Material provided
## start
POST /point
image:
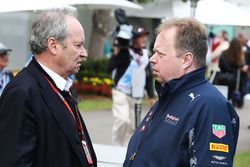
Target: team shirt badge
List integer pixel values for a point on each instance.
(219, 130)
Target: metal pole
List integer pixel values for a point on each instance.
(137, 112)
(193, 7)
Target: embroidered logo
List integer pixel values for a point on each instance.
(218, 147)
(193, 97)
(219, 130)
(171, 119)
(220, 158)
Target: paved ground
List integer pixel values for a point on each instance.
(99, 124)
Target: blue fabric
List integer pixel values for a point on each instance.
(192, 124)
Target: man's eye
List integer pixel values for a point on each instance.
(78, 45)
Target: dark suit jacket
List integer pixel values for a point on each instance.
(36, 129)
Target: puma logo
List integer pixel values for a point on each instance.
(193, 97)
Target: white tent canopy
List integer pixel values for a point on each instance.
(28, 5)
(216, 12)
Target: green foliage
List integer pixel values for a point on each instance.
(242, 159)
(94, 68)
(95, 104)
(93, 78)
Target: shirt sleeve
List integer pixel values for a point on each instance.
(213, 138)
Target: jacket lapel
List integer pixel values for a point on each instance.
(58, 110)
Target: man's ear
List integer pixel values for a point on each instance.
(52, 45)
(188, 60)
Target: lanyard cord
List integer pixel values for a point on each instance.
(78, 121)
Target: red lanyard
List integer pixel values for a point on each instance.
(77, 122)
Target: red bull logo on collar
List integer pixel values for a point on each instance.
(219, 130)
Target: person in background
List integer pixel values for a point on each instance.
(231, 60)
(222, 45)
(246, 49)
(138, 49)
(192, 123)
(122, 101)
(5, 74)
(40, 123)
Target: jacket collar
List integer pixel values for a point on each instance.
(56, 107)
(185, 82)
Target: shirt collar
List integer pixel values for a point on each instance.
(60, 82)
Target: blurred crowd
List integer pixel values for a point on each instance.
(229, 65)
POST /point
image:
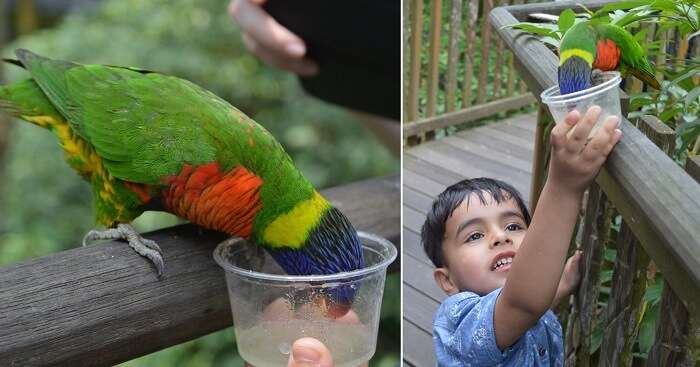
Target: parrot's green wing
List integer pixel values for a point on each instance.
(143, 125)
(633, 57)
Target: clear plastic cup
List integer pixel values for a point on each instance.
(272, 309)
(605, 94)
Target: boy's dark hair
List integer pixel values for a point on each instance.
(433, 229)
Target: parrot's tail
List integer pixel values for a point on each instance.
(26, 101)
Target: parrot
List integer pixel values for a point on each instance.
(590, 45)
(145, 140)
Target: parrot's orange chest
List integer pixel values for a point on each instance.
(607, 55)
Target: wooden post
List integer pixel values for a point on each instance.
(416, 39)
(469, 53)
(596, 228)
(453, 54)
(499, 62)
(406, 65)
(625, 303)
(434, 63)
(485, 50)
(539, 158)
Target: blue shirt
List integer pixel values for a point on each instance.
(464, 336)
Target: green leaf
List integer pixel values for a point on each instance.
(653, 292)
(566, 20)
(647, 329)
(610, 255)
(692, 97)
(596, 337)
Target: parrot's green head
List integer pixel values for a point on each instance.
(576, 55)
(330, 246)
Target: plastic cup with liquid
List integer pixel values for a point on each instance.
(605, 93)
(272, 309)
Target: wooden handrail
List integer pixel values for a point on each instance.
(659, 201)
(102, 304)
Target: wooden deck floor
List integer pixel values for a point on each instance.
(501, 150)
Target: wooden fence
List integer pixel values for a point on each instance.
(659, 203)
(100, 305)
(461, 78)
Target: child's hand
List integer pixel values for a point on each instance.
(569, 278)
(576, 160)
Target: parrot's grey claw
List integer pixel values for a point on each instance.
(143, 246)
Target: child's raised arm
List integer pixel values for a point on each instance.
(537, 268)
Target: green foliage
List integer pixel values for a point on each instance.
(47, 208)
(678, 102)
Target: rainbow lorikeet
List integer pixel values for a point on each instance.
(149, 141)
(588, 45)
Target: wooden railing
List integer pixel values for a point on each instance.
(659, 203)
(452, 97)
(102, 304)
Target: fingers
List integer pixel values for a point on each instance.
(304, 67)
(309, 352)
(580, 135)
(269, 40)
(604, 140)
(560, 131)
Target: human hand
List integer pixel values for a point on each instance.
(305, 351)
(575, 159)
(270, 41)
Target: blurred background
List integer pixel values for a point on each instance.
(47, 208)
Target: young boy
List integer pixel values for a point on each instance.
(503, 273)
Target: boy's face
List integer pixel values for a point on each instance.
(478, 239)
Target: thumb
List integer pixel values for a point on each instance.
(308, 352)
(561, 130)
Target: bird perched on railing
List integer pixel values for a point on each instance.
(587, 46)
(148, 141)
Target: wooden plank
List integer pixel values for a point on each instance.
(418, 347)
(420, 277)
(472, 15)
(485, 52)
(499, 134)
(659, 133)
(468, 114)
(522, 11)
(436, 173)
(664, 207)
(419, 309)
(422, 184)
(434, 61)
(520, 130)
(102, 304)
(692, 166)
(625, 304)
(515, 155)
(413, 219)
(416, 200)
(411, 245)
(470, 166)
(453, 54)
(473, 162)
(504, 157)
(416, 44)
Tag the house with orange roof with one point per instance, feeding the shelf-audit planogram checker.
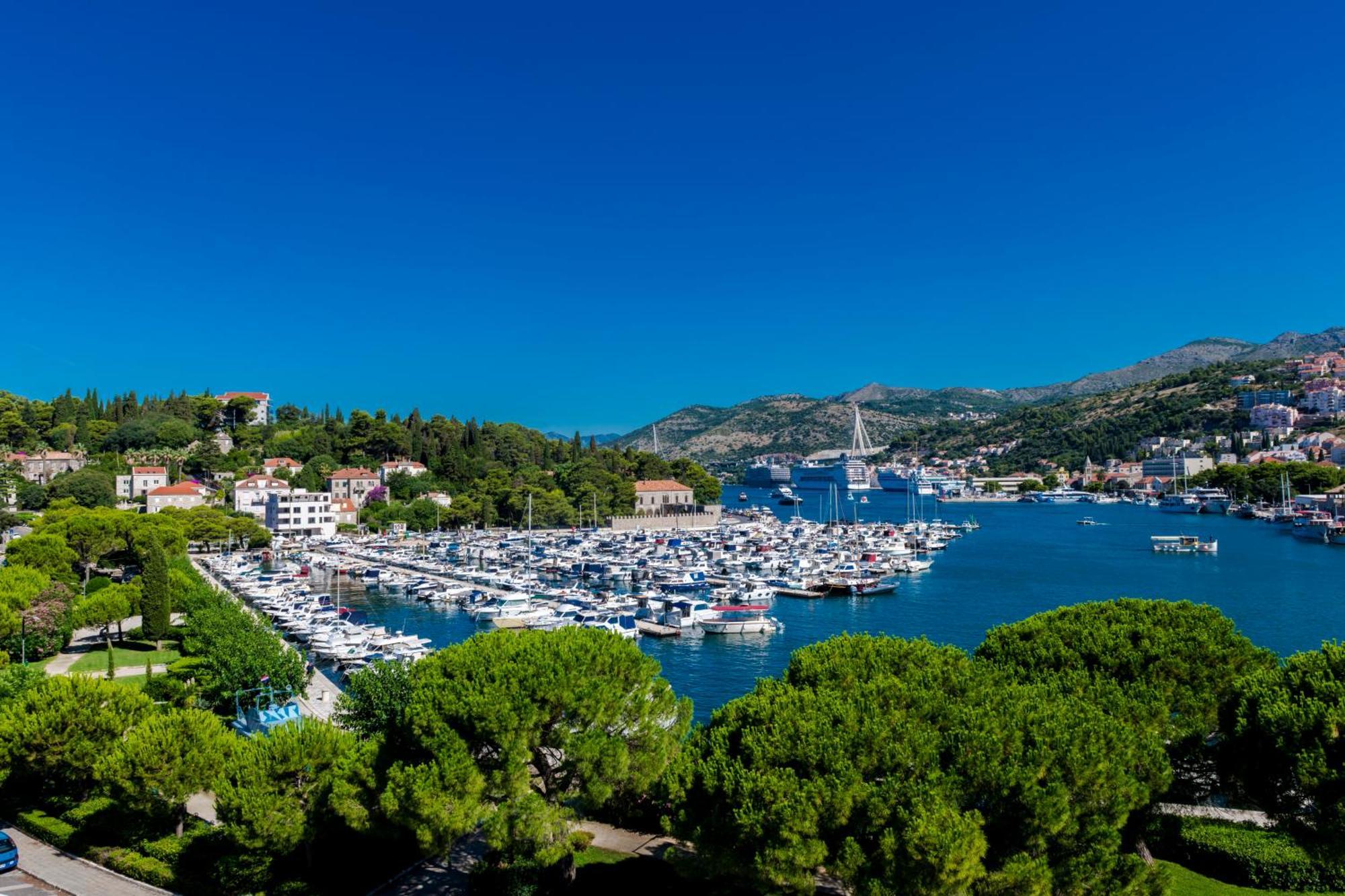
(41, 467)
(290, 464)
(142, 482)
(353, 482)
(664, 497)
(185, 495)
(262, 411)
(410, 467)
(251, 494)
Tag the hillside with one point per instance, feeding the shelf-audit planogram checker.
(1109, 424)
(794, 423)
(765, 425)
(1190, 357)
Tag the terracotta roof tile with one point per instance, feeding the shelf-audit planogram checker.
(353, 473)
(181, 489)
(661, 485)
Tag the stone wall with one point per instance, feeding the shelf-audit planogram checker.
(707, 518)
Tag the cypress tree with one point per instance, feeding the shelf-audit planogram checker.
(155, 606)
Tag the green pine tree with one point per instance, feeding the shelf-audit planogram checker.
(155, 604)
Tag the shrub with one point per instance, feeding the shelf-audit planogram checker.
(166, 689)
(1245, 854)
(132, 864)
(186, 667)
(166, 849)
(46, 827)
(88, 809)
(99, 819)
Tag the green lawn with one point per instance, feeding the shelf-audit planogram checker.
(130, 653)
(599, 856)
(1188, 883)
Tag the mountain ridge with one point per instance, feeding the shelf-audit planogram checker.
(792, 423)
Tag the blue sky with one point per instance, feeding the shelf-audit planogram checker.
(586, 216)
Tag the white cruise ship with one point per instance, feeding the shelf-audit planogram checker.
(849, 473)
(843, 474)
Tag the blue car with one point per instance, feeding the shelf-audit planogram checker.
(9, 853)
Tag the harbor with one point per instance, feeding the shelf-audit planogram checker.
(1022, 559)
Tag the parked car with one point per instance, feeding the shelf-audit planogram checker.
(9, 853)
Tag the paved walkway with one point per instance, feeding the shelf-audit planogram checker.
(87, 641)
(1247, 815)
(18, 883)
(68, 872)
(626, 841)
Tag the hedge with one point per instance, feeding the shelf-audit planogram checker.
(132, 864)
(88, 809)
(166, 849)
(46, 827)
(1245, 854)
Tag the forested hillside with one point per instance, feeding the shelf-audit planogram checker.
(489, 469)
(1195, 404)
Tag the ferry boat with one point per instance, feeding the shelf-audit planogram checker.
(766, 475)
(1183, 545)
(1317, 525)
(1061, 497)
(1180, 503)
(1213, 501)
(742, 619)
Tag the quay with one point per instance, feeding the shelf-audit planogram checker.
(319, 698)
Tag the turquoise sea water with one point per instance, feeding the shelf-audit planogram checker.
(1284, 594)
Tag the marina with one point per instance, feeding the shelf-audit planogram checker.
(1022, 559)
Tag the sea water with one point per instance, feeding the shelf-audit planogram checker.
(1282, 592)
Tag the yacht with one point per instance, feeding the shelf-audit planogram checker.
(1183, 545)
(1213, 501)
(1061, 497)
(742, 619)
(1180, 503)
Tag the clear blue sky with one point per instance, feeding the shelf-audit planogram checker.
(509, 212)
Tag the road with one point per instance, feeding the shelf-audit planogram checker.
(59, 872)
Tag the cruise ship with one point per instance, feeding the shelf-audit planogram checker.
(767, 475)
(849, 473)
(923, 482)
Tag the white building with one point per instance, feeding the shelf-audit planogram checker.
(142, 482)
(662, 497)
(353, 482)
(1274, 416)
(301, 513)
(289, 464)
(185, 495)
(1327, 401)
(262, 411)
(410, 467)
(252, 493)
(345, 512)
(1167, 467)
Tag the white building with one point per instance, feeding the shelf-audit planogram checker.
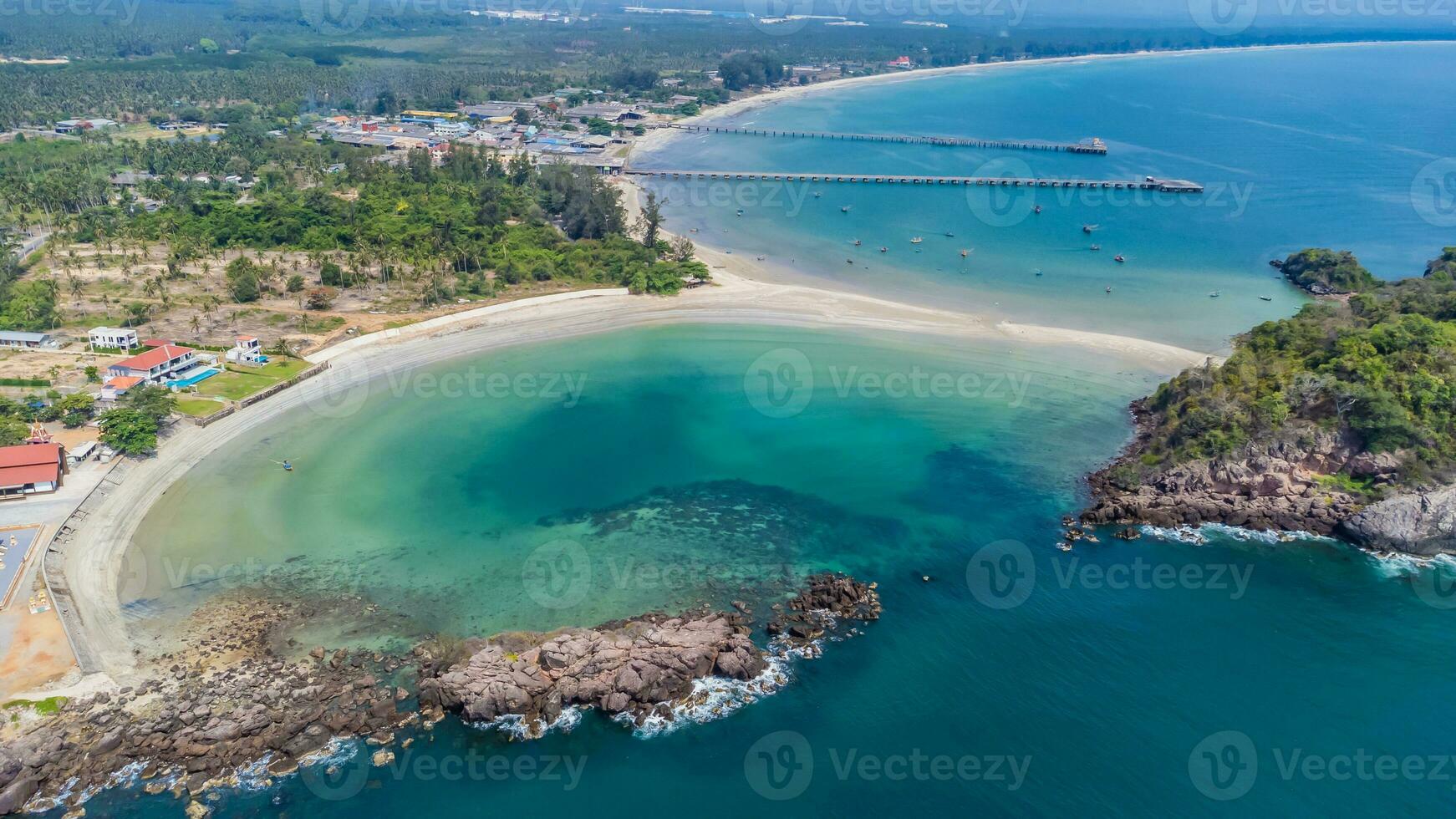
(121, 338)
(28, 341)
(248, 351)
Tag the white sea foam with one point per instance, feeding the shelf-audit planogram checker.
(339, 750)
(516, 726)
(1199, 534)
(1399, 565)
(715, 697)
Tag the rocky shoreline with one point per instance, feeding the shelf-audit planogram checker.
(231, 701)
(637, 668)
(1275, 486)
(220, 706)
(1270, 487)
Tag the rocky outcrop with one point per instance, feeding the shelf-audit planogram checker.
(629, 667)
(818, 607)
(1422, 522)
(1267, 486)
(213, 710)
(635, 667)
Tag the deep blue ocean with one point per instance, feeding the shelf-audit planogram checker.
(1204, 675)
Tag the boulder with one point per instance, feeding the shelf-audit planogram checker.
(1420, 522)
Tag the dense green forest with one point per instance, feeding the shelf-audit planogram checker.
## end
Short task
Everything from the line containing "Tag the yacht" through the last line of the entries is to be output exactly as written, minus any pictures.

Full answer
Tag the yacht with one point per instance, feeding the shelf-audit planogram checker.
(1183, 545)
(1213, 501)
(1061, 497)
(742, 619)
(1180, 503)
Tag the clear blue sky with one point per instance, feeding the shelf-audit planogram checker.
(509, 212)
Tag the road with one point per instance, feeding the shelf-audit planogram checker.
(59, 872)
Tag the cruise ship with one point per instance, feeding the shelf-audit planogram checker.
(767, 475)
(849, 473)
(923, 482)
Tag the white building with one point per instance, feeding the shelf-audit planogram checker.
(142, 482)
(662, 497)
(353, 482)
(1274, 416)
(301, 513)
(289, 464)
(185, 495)
(1327, 401)
(262, 411)
(410, 467)
(252, 493)
(345, 512)
(1167, 467)
Tag the white building with one point per instance, feeding the shelf-audit planogram checker.
(121, 338)
(28, 341)
(248, 351)
Tag the white sea foam with one point per instance, feeding the shelf-audit planogram checker.
(339, 750)
(516, 726)
(1199, 534)
(1399, 565)
(715, 697)
Tag the rocky shoreline with one point per instance, feeding the shelf-audit planogram checker.
(231, 701)
(637, 668)
(1275, 486)
(220, 706)
(1270, 487)
Tag the rocky outcrop with one point per instance, feeding the shelf-audit planogram checker.
(629, 667)
(818, 607)
(1422, 522)
(1267, 486)
(213, 710)
(635, 667)
Tag the deep blue ocean with one point per instance, feeding the shelf-audit planogram checker.
(1204, 675)
Tag the boulder with one point per instance, feeding the shelf-audit planogram checker.
(1420, 522)
Tag the dense green forest with one point per instance, feeding the shelf-audit planogram checker.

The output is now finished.